• _Segmento di testo_
▼
Ma una democrazia per essere tale ha bisogno di pesi e contrappesi nell’ambito di un circuito costituzionale definito e rispettato, come dire una forza politica che governa e di un’altra che controlla, più banalmente di maggioranza e di opposizione. Ma dal Parlamento italiano l’opposizione è sparita nel giro di una settimana, e se non fosse per il partito di Giorgia Meloni che sta tentando di fare almeno un’opposizione di principio, saremmo già tecnicamente in dittatura. Anche se, per potere esercitare questo suo legittimo diritto-dovere, la poveretta si è beccata ogni tipo di offesa personale, inclusi oscenità come zoccola, scrofa e pesciaiola.
▲
• _Dati sulle espressioni referenziali_
▼
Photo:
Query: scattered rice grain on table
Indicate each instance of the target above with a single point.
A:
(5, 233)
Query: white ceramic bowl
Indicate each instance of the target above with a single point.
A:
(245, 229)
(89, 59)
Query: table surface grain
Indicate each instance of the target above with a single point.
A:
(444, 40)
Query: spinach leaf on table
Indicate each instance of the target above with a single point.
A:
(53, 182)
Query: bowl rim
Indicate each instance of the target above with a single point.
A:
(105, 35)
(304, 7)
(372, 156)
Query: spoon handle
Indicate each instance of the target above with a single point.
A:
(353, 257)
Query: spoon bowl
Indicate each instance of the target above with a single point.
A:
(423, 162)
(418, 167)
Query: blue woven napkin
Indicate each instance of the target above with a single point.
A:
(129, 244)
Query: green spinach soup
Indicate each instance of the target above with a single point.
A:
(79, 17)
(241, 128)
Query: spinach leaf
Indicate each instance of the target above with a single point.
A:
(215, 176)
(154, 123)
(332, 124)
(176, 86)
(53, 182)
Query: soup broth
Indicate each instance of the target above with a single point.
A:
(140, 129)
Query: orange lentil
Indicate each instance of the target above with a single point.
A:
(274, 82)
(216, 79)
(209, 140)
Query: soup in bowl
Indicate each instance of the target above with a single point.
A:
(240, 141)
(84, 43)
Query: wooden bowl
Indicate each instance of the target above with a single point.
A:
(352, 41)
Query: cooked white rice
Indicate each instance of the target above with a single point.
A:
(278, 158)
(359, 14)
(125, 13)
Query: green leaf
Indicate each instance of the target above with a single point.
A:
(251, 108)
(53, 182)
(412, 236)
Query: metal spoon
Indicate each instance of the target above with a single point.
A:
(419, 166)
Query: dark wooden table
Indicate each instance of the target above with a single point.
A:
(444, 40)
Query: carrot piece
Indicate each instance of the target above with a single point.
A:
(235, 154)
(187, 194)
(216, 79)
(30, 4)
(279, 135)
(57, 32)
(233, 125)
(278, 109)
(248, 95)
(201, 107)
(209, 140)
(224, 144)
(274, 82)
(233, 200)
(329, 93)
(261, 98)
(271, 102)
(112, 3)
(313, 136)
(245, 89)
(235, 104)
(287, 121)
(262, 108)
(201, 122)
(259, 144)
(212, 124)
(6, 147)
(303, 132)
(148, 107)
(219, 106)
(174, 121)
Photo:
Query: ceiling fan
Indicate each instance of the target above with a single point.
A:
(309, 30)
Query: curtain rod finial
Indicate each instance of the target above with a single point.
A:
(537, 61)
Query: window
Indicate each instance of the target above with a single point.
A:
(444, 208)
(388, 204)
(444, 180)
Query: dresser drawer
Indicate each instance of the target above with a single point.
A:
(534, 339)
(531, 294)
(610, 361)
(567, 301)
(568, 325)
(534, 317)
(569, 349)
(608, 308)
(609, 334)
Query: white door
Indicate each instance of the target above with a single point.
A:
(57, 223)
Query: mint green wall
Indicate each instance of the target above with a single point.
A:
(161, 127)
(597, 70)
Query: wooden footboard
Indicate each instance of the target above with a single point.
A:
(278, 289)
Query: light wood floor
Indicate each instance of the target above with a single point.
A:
▲
• _Descrizione del problema_
Ripeti per intero il segmento di testo sul ruolo dell'opposizione in Parlamento, senza cambiare nulla. I record non hanno alcun legame con il segmento di testo.

• _Risposta_
Ma una democrazia per essere tale ha bisogno di pesi e contrappesi nell’ambito di un circuito costituzionale definito e rispettato, come dire una forza politica che governa e di un’altra che controlla, più banalmente di maggioranza e di opposizione. Ma dal Parlamento italiano l’opposizione è sparita nel giro di una settimana, e se non fosse per il partito di Giorgia Meloni che sta tentando di fare almeno un’opposizione di principio, saremmo già tecnicamente in dittatura. Anche se, per potere esercitare questo suo legittimo diritto-dovere, la poveretta si è beccata ogni tipo di offesa personale, inclusi oscenità come zoccola, scrofa e pesciaiola.